** Opening Text block block **

# Pet Insurance & Vet



## Brav0 (Feb 11, 2013)

I have just got a kitten and I'm looking for a good vets, ideally close proximity to JLT. Also looking for advice on pet insurance.
Does anyone have any experience / recommendations for either?
Thanks


----------



## Chocoholic (Oct 29, 2012)

Not familiar with any vets that end of town as I use Nad Al Sheba and they're excellent. Pet insurance has been discussed quite extensively before. It doesn't really exist here and the chances of ever getting a pay out are virtually zero. You're better off putting money away every month.


----------



## BedouGirl (Sep 15, 2011)

My friend who lives up your way uses Safa Vets, so I am not sure if there's much up there except at Green Community/DIP.


----------



## sammylou (Oct 29, 2012)

hopefully izzybella will chime in as she is in marina and i would expect her to have answers for you. if not, send her a PM, she will be happy to help i'm sure


----------



## IzzyBella (Mar 11, 2013)

Aww thanks, Sammylou!

We go to The City Vet Clinic on Al Wasl/Al Manara junction. We go for 2 reasons: they are lovely and Lucy likes the staff (the manager was the one who rescued her and her siblings from children using them as either bait for dog fighting or "toss the brick at the puppy head") and they're affiliated with Animal Action Abu Dhabi (where we got her from) - so we believe supporting a vet financially who goes out of her way to rescue animals is a good way of keeping up support. 

It's about 10 minutes away in the car.

** Closing Text block block **
** Opening Supplied records block **

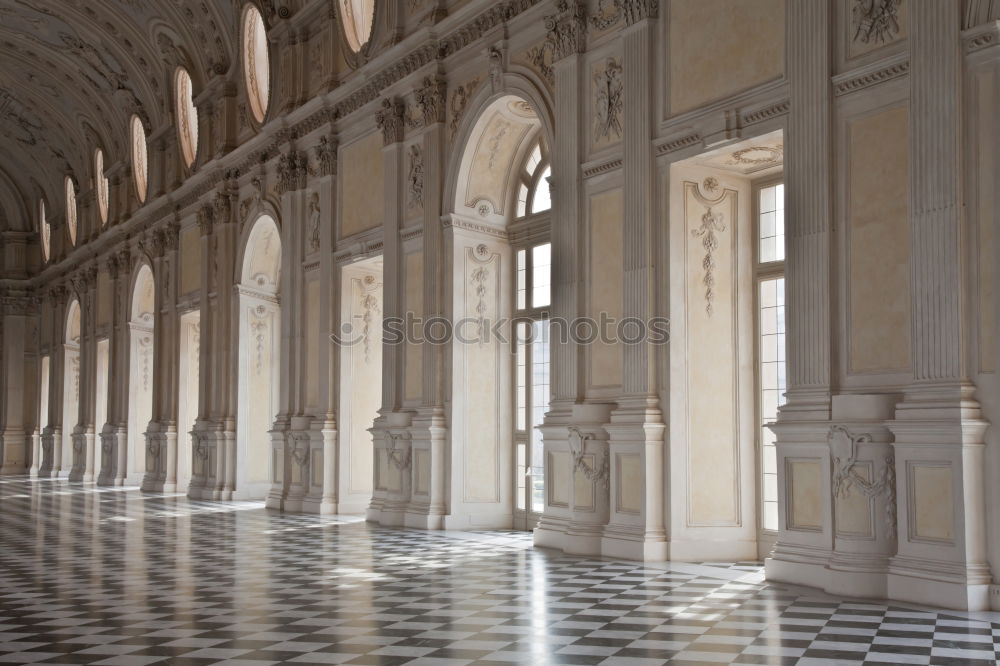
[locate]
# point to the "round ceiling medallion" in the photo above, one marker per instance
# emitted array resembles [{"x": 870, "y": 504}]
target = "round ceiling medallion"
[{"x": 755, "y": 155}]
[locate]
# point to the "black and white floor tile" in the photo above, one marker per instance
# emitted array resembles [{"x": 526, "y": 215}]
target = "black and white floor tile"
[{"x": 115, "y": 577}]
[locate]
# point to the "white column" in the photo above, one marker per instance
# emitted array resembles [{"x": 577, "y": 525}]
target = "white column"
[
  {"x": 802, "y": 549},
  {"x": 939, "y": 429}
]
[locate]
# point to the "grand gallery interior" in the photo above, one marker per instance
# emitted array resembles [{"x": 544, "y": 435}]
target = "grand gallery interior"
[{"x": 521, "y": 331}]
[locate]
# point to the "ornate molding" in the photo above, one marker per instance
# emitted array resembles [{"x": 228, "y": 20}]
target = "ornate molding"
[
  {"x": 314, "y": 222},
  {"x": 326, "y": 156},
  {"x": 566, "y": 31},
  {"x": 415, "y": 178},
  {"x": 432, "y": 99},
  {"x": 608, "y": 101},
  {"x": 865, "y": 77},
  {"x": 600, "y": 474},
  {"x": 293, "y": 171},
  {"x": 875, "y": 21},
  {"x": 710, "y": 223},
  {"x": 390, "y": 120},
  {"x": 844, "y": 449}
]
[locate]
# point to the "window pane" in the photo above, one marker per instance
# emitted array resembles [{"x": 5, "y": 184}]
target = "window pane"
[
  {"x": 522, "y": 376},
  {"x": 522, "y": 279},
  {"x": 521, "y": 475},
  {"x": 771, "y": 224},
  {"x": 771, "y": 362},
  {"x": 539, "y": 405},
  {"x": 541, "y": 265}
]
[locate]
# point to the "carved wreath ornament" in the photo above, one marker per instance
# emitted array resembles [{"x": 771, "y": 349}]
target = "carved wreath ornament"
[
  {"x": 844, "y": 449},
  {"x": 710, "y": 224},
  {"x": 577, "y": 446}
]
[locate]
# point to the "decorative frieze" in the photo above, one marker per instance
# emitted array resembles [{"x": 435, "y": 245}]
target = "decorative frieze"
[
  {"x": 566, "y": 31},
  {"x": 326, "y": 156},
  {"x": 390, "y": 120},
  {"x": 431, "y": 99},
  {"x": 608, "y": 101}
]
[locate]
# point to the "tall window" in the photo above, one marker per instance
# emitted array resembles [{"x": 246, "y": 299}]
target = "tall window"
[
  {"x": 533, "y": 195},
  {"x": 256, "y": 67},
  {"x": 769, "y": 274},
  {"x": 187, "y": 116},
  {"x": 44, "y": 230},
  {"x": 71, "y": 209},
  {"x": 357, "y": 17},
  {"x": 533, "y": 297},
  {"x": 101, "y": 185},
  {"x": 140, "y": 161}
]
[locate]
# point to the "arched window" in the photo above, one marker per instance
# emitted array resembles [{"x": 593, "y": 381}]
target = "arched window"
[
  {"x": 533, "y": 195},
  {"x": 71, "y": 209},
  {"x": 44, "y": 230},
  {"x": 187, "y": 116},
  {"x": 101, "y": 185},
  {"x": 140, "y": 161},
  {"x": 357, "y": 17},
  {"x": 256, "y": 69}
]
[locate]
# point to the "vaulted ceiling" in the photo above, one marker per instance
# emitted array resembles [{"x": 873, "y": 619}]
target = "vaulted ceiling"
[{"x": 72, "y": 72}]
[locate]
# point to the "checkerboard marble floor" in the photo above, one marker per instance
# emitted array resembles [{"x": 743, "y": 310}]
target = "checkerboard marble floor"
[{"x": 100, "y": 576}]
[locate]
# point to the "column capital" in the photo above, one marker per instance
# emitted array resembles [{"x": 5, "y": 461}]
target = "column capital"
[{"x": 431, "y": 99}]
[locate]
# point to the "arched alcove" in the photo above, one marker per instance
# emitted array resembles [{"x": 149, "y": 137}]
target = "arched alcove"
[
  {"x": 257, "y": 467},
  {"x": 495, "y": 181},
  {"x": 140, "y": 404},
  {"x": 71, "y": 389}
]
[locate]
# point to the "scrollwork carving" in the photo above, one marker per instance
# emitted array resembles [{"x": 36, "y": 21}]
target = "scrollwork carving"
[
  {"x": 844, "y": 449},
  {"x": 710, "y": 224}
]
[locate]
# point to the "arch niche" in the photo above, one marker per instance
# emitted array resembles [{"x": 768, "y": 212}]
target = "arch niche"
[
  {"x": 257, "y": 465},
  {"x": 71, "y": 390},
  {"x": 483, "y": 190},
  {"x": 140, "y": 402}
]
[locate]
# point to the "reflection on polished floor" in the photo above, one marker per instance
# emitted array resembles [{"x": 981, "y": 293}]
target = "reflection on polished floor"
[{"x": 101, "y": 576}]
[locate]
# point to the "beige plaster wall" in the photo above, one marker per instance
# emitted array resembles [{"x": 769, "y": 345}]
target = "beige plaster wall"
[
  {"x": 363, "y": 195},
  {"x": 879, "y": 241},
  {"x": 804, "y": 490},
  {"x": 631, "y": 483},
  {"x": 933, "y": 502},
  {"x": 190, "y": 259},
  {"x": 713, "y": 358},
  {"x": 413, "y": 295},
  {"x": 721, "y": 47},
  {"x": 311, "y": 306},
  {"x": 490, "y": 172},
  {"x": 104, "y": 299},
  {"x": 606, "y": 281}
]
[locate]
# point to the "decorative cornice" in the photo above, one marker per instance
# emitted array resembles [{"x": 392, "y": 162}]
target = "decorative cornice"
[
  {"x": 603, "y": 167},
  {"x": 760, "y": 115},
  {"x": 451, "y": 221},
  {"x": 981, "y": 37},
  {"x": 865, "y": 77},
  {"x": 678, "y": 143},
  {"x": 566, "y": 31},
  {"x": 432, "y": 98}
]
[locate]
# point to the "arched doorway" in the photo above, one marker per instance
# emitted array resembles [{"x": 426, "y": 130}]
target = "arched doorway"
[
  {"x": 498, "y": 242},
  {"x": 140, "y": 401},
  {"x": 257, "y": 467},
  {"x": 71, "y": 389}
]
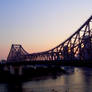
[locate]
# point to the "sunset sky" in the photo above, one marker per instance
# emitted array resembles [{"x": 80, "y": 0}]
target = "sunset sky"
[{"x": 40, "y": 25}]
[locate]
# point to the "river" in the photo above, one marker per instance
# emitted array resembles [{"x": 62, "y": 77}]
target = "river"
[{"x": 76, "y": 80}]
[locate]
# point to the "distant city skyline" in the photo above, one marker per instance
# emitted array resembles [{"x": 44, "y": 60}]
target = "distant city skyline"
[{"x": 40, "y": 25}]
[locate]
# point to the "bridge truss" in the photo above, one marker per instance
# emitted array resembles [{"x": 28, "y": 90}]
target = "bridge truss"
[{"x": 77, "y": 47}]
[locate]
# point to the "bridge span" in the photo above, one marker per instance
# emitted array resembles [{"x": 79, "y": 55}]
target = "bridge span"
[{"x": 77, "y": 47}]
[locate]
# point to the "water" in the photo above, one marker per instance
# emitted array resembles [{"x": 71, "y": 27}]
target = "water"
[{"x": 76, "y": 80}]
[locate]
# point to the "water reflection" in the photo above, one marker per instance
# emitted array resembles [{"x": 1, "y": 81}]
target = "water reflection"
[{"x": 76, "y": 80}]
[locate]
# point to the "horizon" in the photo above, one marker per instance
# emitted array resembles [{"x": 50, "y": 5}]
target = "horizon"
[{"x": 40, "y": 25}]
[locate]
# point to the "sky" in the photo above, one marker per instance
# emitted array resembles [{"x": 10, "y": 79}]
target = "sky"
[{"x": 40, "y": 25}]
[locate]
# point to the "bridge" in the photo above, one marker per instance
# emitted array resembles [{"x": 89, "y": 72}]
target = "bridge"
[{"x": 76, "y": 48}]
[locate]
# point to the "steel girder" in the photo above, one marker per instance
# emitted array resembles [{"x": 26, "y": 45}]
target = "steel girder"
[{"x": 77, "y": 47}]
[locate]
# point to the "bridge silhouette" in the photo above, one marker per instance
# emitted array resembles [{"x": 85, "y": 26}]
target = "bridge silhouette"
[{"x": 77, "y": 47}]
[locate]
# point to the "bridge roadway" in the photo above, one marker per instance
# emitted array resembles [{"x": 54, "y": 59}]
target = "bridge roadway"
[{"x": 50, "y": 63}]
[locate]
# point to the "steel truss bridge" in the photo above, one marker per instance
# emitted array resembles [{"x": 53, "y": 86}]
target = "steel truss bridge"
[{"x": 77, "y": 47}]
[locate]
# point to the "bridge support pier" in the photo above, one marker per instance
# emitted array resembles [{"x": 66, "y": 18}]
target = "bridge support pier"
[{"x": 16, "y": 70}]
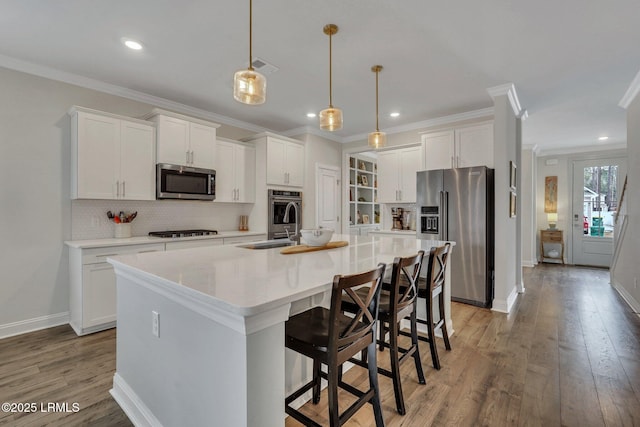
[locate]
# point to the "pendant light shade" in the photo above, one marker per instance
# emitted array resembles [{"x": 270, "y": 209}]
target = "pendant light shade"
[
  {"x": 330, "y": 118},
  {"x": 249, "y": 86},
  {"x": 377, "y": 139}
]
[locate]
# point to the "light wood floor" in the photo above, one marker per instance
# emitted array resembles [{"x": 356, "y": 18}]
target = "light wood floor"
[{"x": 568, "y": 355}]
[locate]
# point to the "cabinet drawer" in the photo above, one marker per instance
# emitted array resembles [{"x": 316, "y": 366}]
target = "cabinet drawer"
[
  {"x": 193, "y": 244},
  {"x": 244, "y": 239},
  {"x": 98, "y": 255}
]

** Closing Supplied records block **
** Opening Supplied records block **

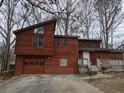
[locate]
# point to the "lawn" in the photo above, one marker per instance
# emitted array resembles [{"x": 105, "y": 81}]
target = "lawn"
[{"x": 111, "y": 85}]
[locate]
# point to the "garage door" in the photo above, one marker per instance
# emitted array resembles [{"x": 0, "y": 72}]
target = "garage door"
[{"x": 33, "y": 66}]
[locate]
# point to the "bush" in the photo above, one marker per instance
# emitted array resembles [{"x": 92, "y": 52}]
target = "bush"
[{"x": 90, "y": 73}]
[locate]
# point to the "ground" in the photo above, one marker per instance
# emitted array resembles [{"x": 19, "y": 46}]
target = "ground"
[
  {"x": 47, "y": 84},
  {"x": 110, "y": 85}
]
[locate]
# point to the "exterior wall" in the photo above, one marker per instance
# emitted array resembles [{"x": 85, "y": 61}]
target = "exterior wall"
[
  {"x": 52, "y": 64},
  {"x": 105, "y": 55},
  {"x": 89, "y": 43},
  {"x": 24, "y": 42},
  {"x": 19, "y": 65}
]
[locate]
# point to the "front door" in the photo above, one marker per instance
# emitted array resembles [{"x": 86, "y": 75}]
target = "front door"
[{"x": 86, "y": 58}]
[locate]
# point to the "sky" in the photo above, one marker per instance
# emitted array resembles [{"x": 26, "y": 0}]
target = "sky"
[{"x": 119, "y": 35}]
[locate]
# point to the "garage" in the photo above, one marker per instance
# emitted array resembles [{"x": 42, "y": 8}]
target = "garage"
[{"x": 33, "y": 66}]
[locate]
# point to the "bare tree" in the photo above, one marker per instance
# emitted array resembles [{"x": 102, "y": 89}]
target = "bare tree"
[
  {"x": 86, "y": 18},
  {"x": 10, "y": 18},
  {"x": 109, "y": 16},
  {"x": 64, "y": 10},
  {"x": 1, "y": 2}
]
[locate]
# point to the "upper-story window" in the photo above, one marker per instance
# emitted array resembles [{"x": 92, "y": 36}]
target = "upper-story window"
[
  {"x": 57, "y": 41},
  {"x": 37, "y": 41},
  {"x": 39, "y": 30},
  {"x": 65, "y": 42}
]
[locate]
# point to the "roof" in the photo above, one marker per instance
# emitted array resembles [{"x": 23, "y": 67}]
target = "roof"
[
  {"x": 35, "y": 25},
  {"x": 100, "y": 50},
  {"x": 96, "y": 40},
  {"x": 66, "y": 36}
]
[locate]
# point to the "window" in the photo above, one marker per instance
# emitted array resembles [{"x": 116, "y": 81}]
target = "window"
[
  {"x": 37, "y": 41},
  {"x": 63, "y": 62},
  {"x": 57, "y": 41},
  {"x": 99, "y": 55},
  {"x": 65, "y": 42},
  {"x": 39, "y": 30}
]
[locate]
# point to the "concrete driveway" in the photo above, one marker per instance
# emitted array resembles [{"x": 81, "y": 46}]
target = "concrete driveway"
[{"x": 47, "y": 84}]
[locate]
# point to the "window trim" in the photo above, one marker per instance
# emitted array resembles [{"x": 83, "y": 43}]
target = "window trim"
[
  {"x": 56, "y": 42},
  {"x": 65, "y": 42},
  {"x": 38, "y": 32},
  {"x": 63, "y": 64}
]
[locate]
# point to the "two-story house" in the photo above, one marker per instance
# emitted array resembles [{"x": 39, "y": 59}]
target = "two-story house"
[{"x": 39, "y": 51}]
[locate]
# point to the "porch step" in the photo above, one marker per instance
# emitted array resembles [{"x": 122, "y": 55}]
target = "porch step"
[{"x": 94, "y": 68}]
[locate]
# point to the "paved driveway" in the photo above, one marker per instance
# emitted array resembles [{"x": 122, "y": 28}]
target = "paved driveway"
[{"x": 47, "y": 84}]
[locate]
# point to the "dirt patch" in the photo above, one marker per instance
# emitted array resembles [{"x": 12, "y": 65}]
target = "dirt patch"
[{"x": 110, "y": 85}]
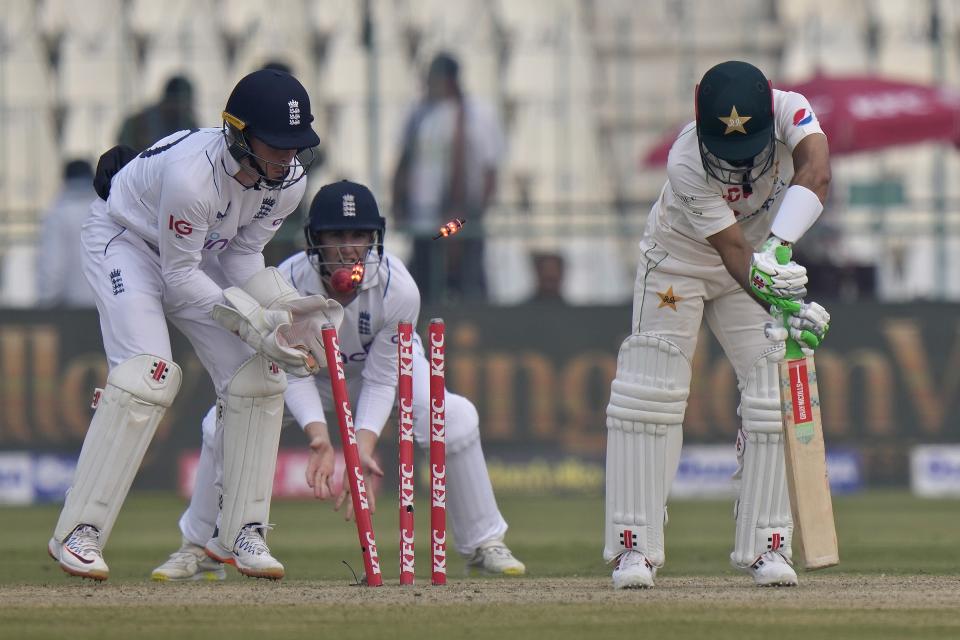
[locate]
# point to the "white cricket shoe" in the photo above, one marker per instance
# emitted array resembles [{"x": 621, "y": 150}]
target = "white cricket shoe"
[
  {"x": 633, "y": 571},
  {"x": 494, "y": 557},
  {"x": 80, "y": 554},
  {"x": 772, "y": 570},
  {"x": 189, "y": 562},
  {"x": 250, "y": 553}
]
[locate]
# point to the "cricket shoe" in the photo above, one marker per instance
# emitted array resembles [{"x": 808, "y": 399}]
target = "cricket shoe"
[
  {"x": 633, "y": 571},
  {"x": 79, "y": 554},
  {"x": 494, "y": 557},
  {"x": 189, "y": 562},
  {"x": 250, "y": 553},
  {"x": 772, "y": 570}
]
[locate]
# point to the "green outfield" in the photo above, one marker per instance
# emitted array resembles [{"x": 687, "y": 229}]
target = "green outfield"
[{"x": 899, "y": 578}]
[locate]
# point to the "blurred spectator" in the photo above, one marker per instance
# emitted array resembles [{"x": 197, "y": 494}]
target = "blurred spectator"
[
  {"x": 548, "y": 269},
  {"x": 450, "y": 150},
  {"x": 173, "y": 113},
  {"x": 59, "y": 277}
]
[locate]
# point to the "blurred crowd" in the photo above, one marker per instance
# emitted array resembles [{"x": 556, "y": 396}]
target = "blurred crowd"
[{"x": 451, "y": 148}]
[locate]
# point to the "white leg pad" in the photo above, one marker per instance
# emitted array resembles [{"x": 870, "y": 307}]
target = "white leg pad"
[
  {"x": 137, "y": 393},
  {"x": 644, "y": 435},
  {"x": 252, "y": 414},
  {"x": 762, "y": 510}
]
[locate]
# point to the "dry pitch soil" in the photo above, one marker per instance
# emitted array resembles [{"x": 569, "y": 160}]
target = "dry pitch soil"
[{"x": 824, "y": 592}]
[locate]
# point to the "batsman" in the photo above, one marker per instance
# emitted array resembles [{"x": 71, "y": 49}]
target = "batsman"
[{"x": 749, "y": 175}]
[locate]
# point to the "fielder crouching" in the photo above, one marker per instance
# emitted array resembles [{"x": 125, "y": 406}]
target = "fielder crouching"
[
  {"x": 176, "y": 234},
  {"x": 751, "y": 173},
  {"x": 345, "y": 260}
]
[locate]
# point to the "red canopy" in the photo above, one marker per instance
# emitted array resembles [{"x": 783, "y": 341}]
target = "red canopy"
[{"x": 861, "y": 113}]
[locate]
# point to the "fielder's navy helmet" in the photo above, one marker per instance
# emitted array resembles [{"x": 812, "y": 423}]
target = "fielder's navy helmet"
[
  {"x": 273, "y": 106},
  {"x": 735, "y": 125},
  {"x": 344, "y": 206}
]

** Closing Supplied records block **
** Opening Supplied records block **

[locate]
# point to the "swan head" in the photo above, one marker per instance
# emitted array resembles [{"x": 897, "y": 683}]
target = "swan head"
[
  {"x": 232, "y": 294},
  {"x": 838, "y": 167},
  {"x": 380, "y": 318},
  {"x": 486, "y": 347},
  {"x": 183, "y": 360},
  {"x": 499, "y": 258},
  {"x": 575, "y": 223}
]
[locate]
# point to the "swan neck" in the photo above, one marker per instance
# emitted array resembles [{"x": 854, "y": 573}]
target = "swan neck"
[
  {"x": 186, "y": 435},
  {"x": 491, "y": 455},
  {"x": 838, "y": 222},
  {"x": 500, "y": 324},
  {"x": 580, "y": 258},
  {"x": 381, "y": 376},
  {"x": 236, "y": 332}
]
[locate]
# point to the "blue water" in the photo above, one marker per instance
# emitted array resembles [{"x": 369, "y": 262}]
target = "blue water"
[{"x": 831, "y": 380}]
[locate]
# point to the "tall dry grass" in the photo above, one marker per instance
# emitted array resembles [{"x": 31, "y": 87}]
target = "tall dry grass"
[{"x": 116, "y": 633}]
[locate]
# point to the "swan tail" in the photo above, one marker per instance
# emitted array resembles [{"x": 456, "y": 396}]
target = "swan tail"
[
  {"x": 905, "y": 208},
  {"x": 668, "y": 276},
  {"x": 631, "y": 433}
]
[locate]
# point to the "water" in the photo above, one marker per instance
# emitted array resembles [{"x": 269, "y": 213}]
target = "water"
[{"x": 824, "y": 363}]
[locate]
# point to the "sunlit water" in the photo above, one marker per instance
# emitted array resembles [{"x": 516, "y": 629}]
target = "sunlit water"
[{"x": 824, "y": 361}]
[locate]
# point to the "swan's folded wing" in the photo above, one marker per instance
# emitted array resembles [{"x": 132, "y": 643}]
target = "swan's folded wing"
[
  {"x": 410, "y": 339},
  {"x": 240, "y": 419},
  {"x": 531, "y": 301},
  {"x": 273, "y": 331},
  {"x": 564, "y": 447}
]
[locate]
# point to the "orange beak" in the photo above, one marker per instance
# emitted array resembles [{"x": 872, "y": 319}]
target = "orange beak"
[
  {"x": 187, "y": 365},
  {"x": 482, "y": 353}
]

** Closing Supplied records block **

Questions on the material:
(A) Repeat the passage of the vet and pet insurance thread from "hopefully izzybella will" up to and including "Aww thanks, Sammylou!".
(B) Pick up the vet and pet insurance thread after its last sentence and keep it going.

Response list:
(A)
hopefully izzybella will chime in as she is in marina and i would expect her to have answers for you. if not, send her a PM, she will be happy to help i'm sure


----------



## IzzyBella (Mar 11, 2013)

Aww thanks, Sammylou!

(B)
I couldn't compare the prices for you (we didn't bother checking with others). However, we have a medium sized dog and if she wasn't adopted the cost of spaying her would have been 950dhr. I hope that's a good benchmark?


----------



## BBmover (Jun 15, 2013)

Energetic Panacea on Al Wasl Road are who we use for our cat. They also provide house calls. They provide conventional and alternative veterinary medicine. 

Home


----------



## IzzyBella (Mar 11, 2013)

IzzyBella said:


> Aww thanks, Sammylou!
> 
> We go to The City Vet Clinic on Al Wasl/Al Manara junction. We go for 2 reasons: they are lovely and Lucy likes the staff (the manager was the one who rescued her and her siblings from children using them as either bait for dog fighting or "toss the brick at the puppy head") and they're affiliated with Animal Action Abu Dhabi (where we got her from) - so we believe supporting a vet financially who goes out of her way to rescue animals is a good way of keeping up support.
> 
> ...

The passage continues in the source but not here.